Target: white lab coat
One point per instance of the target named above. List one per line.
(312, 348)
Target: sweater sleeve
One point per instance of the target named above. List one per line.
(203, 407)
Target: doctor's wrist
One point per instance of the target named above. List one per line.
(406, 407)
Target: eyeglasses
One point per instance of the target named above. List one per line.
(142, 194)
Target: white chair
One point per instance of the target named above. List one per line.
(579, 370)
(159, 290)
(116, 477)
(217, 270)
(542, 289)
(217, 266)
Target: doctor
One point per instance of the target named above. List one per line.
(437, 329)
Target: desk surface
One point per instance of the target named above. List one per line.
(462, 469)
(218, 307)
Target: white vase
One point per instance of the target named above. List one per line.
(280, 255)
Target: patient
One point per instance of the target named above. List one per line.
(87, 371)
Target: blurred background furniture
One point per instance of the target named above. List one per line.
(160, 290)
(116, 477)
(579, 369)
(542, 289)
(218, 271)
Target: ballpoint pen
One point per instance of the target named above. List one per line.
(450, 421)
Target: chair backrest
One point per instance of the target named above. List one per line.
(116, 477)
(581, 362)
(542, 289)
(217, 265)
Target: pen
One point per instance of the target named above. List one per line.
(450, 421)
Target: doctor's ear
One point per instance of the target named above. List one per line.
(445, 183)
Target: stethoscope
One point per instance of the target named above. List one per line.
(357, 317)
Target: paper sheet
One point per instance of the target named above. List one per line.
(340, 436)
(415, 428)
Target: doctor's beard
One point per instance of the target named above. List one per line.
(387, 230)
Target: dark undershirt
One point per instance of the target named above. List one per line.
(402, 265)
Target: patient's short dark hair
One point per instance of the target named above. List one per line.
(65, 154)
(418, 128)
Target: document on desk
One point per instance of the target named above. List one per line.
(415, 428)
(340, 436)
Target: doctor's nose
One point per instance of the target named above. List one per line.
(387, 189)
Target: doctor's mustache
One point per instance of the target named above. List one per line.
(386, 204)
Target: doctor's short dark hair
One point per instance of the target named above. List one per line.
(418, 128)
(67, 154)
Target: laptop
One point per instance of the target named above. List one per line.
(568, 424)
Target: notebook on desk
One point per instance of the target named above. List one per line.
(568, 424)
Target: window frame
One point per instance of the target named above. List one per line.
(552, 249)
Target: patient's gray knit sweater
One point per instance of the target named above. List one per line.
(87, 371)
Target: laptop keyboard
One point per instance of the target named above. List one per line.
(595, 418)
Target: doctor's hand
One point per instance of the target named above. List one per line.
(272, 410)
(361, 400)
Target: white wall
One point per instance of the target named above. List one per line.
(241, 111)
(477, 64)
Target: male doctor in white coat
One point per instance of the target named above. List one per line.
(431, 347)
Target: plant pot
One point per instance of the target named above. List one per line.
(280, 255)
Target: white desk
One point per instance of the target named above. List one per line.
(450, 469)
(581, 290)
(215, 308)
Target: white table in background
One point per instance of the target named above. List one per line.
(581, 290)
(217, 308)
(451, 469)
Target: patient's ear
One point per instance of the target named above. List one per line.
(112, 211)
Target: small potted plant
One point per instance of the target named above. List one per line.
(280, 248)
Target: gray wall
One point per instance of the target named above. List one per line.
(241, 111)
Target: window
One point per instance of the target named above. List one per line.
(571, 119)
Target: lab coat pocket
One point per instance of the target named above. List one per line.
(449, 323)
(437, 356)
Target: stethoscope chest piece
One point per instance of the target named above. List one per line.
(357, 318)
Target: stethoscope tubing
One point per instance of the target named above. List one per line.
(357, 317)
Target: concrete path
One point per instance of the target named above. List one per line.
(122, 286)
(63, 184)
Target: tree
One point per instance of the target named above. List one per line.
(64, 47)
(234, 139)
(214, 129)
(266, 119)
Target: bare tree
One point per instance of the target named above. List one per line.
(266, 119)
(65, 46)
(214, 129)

————

Directions: While keeping every line the same, please copy out all the records.

Solution for this task:
Target: white lab coat
One point per instance of the target named above. List one per line.
(312, 348)
Target: sweater sleeve
One point per instance of the target named above. List one per line.
(203, 407)
Target: doctor's wrist
One point per instance of the target named above. List one per line.
(406, 407)
Target: eyeglasses
One point per instance of the target named above. List one per line.
(142, 194)
Target: white chair
One point per instance of the target named above. List one per line.
(579, 370)
(159, 290)
(116, 477)
(217, 270)
(542, 289)
(217, 266)
Target: doctor
One point per instance of the target named above. List one per line.
(437, 329)
Target: desk surface
One point per instance of the target named above. List one per line.
(462, 469)
(218, 307)
Target: white vase
One point per instance of the target named above. List one per line.
(280, 255)
Target: patient
One point per instance of the target named above. List one per line.
(87, 371)
Target: blurred background furniture
One point per instance of the target named above. List one per line.
(160, 290)
(116, 477)
(579, 369)
(542, 289)
(218, 271)
Target: ballpoint pen
One point per instance of the target named above. List one per line.
(450, 421)
Target: chair backrest
One point per instance of the target named above. List one per line.
(116, 477)
(581, 362)
(542, 289)
(217, 265)
Target: pen
One point per instance of the target named above. List one per line.
(450, 421)
Target: doctor's ear
One point per instance of the target named above. List one per line.
(445, 183)
Target: stethoscope
One point per instance of the target named above. List one per line.
(357, 317)
Target: paper sheet
One point per instance of the target named above. List one per line.
(340, 436)
(415, 428)
Target: doctor's beard
One point per instance of the target named above. List one per line.
(387, 230)
Target: dark undershirt
One point per instance of the target named above. List one per line.
(402, 265)
Target: patient's short dark hair
One point per instance of the target named above. List one per line.
(65, 154)
(418, 128)
Target: document on desk
One point per instance of the target named above. List one per line.
(415, 428)
(340, 436)
Target: doctor's nose
One point per instance of the target named above. List one per line.
(387, 189)
Target: doctor's mustache
One point per instance of the target named above. List one per line.
(386, 204)
Target: doctor's short dark hair
One point per instance of the target named above. List one per line.
(418, 128)
(67, 154)
Target: laptop
One point per instance of the target named above. List one per line.
(568, 424)
Target: notebook on desk
One point per instance of the target named above. List one per line.
(568, 424)
Target: window frame
One point per instance of the target named above. List one per line.
(552, 249)
Target: patient's gray knit sweater
One point per instance of the target named above. List one per line.
(87, 371)
Target: laptop keyboard
One point per instance of the target named above. List one per line.
(595, 418)
Target: doctor's hand
One point per instance of the target named above. List one per line.
(272, 410)
(361, 400)
Target: white wall
One point per instance of the target named above. List one per line.
(241, 111)
(477, 64)
Target: male doctor in white coat
One point per instance of the target named above. List one per line.
(431, 347)
Target: plant pot
One point per instance of the target named above. List one per line.
(280, 255)
Target: white desk
One point per instance of the target named above. List one per line.
(450, 469)
(581, 290)
(215, 308)
Target: white table in background
One point per instance of the target named above. List one per line.
(581, 290)
(217, 308)
(451, 469)
Target: patient's ear
One point per instance of the target named above. List one per line.
(112, 211)
Target: small potted plant
One point per instance of the target named above. List one per line.
(280, 248)
Target: gray wall
One point per instance of the target named above. List one per line.
(241, 111)
Target: window
One point per instance of the target named above. List one per line.
(571, 119)
Target: lab coat pocket
One point per instance of the target named above. List one per line.
(449, 323)
(437, 356)
Target: stethoscope chest piece
One point per instance of the target named above. List one per line.
(357, 318)
Target: stethoscope tubing
One point per instance of the target named above. List one per line.
(357, 317)
Target: concrete path
One point per instance of the target named above. List one per line.
(122, 286)
(63, 184)
Target: tree
One point per instance of the target named above. List one per line.
(64, 47)
(234, 139)
(214, 129)
(266, 119)
Target: bare tree
One point per instance of the target named above. List one per line.
(266, 119)
(65, 46)
(214, 129)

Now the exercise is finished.